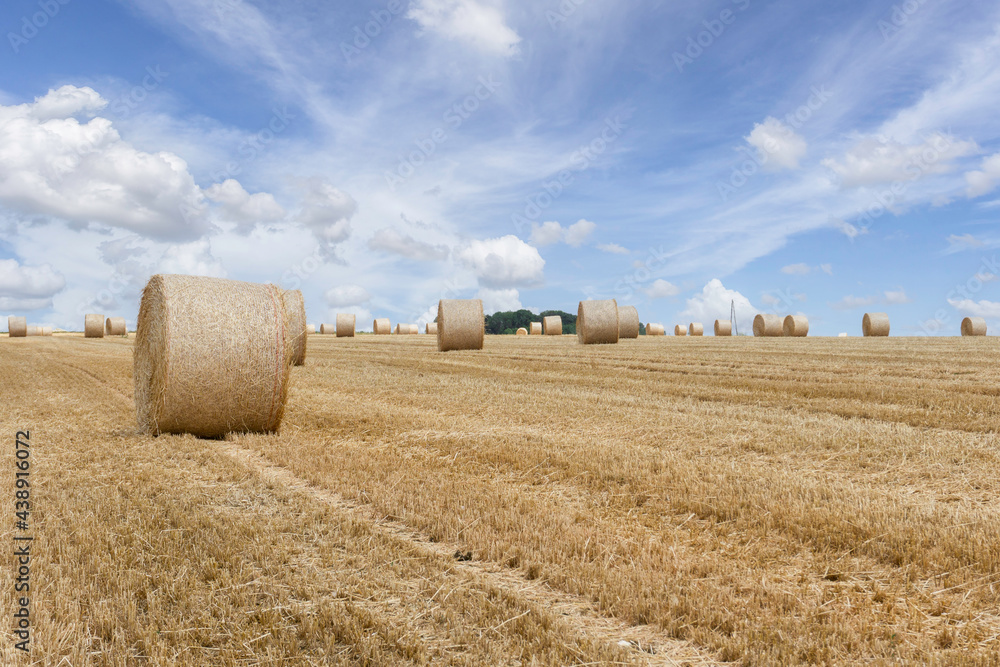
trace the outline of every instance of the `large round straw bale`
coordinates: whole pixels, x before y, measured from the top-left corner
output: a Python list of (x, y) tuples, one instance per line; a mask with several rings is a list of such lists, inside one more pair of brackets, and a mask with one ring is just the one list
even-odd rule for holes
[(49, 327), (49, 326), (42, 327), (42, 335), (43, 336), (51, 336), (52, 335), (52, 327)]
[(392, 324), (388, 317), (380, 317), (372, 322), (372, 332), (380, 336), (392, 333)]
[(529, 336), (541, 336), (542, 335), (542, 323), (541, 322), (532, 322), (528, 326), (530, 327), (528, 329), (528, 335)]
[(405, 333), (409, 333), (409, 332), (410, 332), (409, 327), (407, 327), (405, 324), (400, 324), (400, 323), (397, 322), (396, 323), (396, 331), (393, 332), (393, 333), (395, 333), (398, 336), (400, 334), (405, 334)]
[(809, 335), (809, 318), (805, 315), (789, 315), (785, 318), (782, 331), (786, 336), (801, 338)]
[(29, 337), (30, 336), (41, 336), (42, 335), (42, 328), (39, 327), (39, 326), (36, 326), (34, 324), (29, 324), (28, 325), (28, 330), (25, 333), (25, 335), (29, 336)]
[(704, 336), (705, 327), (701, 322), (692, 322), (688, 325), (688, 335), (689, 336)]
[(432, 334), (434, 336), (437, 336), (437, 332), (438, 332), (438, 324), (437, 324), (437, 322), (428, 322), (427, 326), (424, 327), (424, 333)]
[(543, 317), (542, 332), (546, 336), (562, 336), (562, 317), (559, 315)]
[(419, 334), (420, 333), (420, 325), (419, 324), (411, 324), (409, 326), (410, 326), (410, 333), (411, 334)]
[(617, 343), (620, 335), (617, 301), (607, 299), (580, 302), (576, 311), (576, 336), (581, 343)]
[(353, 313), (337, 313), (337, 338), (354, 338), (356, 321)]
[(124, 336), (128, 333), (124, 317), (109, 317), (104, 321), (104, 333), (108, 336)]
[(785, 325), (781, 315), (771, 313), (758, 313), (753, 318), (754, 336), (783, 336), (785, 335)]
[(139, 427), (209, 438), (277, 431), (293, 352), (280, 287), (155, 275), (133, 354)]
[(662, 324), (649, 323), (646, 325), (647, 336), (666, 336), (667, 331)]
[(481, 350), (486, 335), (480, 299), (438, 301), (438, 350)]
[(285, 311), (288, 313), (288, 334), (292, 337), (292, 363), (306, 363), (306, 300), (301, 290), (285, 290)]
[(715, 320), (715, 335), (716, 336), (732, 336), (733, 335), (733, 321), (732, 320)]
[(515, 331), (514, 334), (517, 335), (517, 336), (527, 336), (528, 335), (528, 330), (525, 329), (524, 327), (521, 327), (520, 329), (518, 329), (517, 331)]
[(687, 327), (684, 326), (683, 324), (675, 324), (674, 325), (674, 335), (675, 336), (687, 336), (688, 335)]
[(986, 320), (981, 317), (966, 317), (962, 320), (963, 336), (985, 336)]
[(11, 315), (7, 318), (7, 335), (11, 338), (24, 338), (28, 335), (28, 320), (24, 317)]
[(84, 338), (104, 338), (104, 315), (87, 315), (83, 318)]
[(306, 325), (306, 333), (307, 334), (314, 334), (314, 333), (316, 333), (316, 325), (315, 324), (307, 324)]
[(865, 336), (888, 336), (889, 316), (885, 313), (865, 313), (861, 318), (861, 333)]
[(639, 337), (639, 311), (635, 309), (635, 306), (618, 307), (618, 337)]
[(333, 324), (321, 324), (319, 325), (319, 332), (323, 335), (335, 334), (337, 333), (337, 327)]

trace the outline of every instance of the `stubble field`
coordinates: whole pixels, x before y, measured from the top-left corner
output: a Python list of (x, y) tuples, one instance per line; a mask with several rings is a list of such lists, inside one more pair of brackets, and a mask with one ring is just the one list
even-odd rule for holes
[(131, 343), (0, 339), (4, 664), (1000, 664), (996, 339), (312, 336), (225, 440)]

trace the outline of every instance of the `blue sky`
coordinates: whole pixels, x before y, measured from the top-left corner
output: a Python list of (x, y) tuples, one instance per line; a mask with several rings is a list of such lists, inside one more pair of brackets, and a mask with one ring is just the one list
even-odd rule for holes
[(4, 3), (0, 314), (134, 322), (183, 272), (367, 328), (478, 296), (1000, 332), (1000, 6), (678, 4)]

━━━━

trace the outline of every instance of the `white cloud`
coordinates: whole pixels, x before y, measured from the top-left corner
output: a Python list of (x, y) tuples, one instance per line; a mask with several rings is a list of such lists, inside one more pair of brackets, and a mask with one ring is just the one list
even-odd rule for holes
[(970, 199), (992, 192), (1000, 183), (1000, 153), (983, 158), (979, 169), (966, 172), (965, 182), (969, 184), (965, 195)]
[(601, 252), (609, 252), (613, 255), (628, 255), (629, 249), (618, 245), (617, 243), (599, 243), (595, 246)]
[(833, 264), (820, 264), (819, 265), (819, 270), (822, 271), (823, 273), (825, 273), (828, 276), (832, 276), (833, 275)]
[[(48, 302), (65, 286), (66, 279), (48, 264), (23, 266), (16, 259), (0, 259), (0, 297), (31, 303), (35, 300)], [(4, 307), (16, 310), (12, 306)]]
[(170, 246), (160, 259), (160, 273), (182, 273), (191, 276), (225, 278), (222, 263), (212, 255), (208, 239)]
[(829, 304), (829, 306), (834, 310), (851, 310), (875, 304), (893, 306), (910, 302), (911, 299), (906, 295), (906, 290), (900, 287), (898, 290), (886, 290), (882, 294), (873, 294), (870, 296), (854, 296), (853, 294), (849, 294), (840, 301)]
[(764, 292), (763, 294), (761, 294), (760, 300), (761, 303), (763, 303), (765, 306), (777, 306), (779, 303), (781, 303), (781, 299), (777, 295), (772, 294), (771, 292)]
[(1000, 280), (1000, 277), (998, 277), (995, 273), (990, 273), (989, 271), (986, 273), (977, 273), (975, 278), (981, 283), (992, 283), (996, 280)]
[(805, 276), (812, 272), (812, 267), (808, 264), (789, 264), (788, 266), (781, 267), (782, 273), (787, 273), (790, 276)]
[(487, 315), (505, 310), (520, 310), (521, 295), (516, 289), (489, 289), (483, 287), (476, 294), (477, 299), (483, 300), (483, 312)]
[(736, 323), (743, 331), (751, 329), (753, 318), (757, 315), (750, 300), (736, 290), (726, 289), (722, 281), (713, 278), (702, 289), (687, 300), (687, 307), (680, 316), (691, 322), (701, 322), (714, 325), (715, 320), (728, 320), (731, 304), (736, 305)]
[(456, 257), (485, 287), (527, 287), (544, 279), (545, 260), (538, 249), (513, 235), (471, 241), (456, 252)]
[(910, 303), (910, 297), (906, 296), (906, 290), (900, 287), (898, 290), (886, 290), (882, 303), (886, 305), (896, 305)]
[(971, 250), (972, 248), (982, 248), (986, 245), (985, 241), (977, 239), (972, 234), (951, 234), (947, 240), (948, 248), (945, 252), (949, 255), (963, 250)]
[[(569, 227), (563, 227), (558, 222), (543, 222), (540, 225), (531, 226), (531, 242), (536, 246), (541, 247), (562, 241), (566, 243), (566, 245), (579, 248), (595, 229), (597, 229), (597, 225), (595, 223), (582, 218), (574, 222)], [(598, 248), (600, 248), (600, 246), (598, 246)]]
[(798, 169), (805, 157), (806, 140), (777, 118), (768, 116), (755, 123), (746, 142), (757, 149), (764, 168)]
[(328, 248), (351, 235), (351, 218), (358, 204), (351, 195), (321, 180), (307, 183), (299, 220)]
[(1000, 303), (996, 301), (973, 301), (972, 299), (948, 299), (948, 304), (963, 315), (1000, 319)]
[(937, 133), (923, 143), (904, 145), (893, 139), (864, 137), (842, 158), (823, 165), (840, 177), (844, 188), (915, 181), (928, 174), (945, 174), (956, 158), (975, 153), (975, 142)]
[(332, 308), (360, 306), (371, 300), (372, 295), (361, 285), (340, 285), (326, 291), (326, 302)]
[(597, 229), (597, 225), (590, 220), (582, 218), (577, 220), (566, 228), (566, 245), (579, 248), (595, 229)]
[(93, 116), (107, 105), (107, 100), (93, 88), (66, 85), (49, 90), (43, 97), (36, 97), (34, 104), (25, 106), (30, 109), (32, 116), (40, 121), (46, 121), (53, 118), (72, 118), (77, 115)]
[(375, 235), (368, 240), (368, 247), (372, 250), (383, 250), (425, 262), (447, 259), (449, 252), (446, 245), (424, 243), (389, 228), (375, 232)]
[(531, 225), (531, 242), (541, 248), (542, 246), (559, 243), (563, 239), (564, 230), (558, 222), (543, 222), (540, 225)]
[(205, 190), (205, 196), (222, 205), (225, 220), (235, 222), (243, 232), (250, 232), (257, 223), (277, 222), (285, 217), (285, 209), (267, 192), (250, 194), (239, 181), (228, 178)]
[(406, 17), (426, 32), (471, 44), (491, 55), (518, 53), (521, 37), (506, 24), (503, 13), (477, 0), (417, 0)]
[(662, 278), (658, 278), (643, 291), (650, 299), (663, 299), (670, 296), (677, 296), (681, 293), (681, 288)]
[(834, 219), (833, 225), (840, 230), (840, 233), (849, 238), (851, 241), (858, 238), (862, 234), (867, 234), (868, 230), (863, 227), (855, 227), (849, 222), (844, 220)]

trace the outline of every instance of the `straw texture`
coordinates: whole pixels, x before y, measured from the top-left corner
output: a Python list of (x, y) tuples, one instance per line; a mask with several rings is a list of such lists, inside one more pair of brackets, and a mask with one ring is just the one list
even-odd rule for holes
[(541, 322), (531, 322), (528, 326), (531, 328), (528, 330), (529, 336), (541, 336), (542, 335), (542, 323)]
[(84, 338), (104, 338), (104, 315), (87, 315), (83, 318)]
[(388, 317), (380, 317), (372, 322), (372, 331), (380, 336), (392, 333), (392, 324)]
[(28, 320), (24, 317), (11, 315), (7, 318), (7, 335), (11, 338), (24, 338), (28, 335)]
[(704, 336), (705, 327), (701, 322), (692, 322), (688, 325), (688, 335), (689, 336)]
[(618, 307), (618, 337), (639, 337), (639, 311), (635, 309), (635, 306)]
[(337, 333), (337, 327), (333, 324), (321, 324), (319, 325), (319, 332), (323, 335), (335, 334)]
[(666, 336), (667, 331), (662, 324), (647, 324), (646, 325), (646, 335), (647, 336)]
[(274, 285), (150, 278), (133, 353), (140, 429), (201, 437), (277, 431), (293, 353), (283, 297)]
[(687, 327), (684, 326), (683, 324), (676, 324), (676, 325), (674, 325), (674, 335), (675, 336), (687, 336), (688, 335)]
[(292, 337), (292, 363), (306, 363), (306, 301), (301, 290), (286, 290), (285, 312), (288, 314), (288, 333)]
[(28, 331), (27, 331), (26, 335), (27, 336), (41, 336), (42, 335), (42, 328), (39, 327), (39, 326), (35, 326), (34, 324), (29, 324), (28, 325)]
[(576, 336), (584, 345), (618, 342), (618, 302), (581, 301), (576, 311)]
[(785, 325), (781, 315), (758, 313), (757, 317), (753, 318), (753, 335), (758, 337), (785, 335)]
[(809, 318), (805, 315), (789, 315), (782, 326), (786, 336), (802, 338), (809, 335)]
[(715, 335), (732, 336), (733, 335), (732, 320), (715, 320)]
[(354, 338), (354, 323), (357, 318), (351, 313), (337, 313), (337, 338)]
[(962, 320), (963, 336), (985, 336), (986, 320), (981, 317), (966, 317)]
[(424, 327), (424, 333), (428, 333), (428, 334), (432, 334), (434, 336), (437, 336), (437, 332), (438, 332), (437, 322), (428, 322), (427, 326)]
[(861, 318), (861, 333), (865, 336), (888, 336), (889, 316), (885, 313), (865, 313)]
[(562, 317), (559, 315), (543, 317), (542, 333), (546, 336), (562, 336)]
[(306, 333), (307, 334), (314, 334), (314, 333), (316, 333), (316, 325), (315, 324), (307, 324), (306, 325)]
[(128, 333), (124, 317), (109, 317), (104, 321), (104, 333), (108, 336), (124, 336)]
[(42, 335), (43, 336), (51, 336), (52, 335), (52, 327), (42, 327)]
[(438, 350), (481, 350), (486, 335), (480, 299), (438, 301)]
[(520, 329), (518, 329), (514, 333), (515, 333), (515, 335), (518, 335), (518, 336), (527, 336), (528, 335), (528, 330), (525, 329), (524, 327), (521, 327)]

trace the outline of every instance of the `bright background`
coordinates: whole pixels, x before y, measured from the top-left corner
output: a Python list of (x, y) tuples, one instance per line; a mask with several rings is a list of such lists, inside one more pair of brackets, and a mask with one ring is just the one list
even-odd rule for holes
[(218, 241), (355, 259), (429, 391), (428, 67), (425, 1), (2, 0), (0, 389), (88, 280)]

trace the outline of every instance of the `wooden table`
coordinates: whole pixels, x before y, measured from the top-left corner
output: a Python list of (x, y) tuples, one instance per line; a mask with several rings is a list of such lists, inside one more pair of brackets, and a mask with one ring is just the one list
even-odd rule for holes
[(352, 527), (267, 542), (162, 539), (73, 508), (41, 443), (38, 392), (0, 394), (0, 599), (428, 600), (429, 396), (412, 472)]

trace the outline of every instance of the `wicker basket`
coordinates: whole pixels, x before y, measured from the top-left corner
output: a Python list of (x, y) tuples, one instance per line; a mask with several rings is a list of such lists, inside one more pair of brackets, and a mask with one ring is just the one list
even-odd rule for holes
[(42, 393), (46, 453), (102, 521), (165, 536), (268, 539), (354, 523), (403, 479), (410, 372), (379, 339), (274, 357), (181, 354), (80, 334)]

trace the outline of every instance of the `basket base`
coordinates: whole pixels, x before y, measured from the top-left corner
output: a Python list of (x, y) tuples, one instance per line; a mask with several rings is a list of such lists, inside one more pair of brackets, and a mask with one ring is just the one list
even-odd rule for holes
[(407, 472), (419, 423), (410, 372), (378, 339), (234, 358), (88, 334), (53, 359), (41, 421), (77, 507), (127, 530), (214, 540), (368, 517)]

━━━━

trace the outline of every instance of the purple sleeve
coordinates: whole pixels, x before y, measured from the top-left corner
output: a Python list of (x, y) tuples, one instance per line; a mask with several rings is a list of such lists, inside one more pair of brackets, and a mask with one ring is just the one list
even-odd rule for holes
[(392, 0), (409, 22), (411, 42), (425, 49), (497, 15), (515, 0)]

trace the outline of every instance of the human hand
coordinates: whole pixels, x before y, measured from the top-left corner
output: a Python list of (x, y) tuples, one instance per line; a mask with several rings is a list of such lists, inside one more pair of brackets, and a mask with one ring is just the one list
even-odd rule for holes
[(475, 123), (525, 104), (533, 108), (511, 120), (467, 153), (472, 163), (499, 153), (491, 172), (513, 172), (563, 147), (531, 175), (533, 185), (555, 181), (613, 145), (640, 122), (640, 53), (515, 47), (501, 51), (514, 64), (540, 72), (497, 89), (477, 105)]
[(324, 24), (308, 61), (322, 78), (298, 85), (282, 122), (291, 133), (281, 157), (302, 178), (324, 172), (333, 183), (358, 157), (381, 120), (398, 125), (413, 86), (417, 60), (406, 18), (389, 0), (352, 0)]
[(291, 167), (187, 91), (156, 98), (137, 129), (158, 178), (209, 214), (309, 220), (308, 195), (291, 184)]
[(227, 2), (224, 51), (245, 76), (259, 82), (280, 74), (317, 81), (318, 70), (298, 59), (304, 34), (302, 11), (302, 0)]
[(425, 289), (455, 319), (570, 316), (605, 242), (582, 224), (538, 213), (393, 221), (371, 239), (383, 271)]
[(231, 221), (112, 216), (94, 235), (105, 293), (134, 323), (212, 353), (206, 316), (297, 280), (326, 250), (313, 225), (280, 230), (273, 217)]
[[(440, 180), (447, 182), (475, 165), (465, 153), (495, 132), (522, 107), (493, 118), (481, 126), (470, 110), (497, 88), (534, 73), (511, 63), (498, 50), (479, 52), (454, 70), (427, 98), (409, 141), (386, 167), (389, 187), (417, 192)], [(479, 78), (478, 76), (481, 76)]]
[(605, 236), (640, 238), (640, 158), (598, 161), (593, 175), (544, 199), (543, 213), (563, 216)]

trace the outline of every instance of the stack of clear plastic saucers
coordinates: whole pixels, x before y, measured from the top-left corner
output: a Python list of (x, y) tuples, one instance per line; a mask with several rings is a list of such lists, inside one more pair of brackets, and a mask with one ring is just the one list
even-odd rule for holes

━━━━

■ **Task item**: Only lines with the word "every" should be collected from the material.

■ **Exercise answer**:
trace the outline of every instance of the `large round straw bale`
trace the outline of every instance of the `stubble field`
trace the outline of every instance of the `blue sky`
trace the outline of every instance of the `white cloud`
trace the outline of every instance of the `straw texture`
trace the outline of every instance of the `bright background`
trace the outline of every instance of the `wooden table`
trace the outline of every instance of the `wicker basket`
trace the outline of every instance of the `basket base`
trace the outline of every instance of the purple sleeve
trace the outline of every instance of the human hand
trace the outline of every instance of the stack of clear plastic saucers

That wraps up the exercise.